_EXERCISE DESCRIPTION:_ Reproduce all entries precisely, down to the last character.

==== ENTRIES SHOWN ====

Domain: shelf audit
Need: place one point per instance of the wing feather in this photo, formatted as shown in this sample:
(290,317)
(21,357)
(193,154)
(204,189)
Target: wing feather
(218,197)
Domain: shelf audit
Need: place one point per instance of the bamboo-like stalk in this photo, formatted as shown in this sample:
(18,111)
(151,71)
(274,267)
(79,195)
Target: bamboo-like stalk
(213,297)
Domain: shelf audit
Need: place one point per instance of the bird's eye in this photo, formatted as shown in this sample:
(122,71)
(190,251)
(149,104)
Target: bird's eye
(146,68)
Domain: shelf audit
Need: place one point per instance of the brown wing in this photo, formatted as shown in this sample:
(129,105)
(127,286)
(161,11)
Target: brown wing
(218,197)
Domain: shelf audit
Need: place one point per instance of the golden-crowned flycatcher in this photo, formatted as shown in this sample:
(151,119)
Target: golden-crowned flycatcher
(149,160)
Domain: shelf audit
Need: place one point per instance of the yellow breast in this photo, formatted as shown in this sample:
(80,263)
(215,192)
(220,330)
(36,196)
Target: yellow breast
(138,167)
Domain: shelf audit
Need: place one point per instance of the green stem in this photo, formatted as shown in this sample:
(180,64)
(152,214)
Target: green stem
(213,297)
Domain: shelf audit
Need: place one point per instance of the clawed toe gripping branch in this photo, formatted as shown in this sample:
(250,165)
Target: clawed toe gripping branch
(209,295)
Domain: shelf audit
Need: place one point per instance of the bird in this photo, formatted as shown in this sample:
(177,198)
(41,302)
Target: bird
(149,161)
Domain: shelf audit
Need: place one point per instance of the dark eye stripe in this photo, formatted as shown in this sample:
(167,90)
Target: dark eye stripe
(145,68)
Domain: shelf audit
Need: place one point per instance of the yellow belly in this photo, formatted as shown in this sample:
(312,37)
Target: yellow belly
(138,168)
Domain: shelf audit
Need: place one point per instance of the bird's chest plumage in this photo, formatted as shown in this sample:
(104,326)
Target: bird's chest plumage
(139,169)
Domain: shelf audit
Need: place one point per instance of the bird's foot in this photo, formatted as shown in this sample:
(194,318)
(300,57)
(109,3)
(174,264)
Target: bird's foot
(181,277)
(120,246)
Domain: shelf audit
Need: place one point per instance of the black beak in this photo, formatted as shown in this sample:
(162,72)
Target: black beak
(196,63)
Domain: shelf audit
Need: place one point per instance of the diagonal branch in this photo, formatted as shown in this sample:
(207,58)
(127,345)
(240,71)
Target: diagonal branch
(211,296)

====

_WRITTEN RESPONSE:_
Domain: shelf audit
Need: place one point per instance of the wing feather in this photo, formatted as shown in this sample:
(290,317)
(21,357)
(193,154)
(204,189)
Target: wing feather
(218,197)
Domain: shelf audit
Need: place one point per instance of the bamboo-like stalk in this photo, formatted as shown in this sample:
(18,111)
(151,71)
(274,267)
(79,195)
Target: bamboo-like stalk
(213,297)
Domain: shelf audit
Need: place one point per instance of the bird's eye in this photo, formatted as shown in this sample:
(122,71)
(190,251)
(149,104)
Target: bird's eye
(146,68)
Domain: shelf audit
Need: place one point per instance of the brown wing in this photo, formatted as shown in this sample:
(129,105)
(127,286)
(161,11)
Target: brown wing
(218,197)
Domain: shelf audit
Need: place one point per instance of the golden-crowned flycatcher in this photo, formatted as shown in this sample:
(151,119)
Target: golden-crowned flycatcher
(149,160)
Domain: shelf audit
Need: place one point per instance of the yellow breast in this photo, formatted as shown in this sample:
(80,263)
(215,192)
(220,330)
(36,196)
Target: yellow breast
(138,167)
Domain: shelf audit
Need: place one point per instance of the green stem in this photo, formatted as shown in this sample:
(180,64)
(152,214)
Target: green stem
(213,297)
Domain: shelf audit
Need: place one point per instance of the clawed toe gripping branch in this photo, formatted as shown in this sample:
(250,165)
Target: clawed toe gripping branch
(209,295)
Domain: shelf audit
Need: place one point per instance of the bird in this photo, formatted as shown in this sample:
(177,198)
(41,302)
Target: bird
(149,161)
Domain: shelf audit
Need: place one point per instance of the dark eye stripe in this photo, formatted as shown in this sample:
(167,90)
Target: dark eye stripe
(145,68)
Domain: shelf audit
Need: place one point per instance of the yellow belly in this photo, formatted as shown in this sample:
(312,37)
Target: yellow belly
(138,168)
Domain: shelf audit
Need: place one point per instance of the bird's chest plumage in this photo, formatted as shown in this sample:
(104,326)
Target: bird's chest plumage
(139,169)
Domain: shelf audit
Need: place one point per instance of the bird's foot in this photo, formatted as shown in this sample:
(194,318)
(300,57)
(109,3)
(174,264)
Target: bird's foot
(181,277)
(120,246)
Domain: shelf audit
Need: place one point per instance of the black beak in this photo, formatted as shown in this sample:
(162,72)
Target: black beak
(196,63)
Domain: shelf audit
Need: place one point per instance of the diagonal branch in this photo, formatted as shown in this sample:
(207,58)
(127,345)
(240,71)
Target: diagonal branch
(211,296)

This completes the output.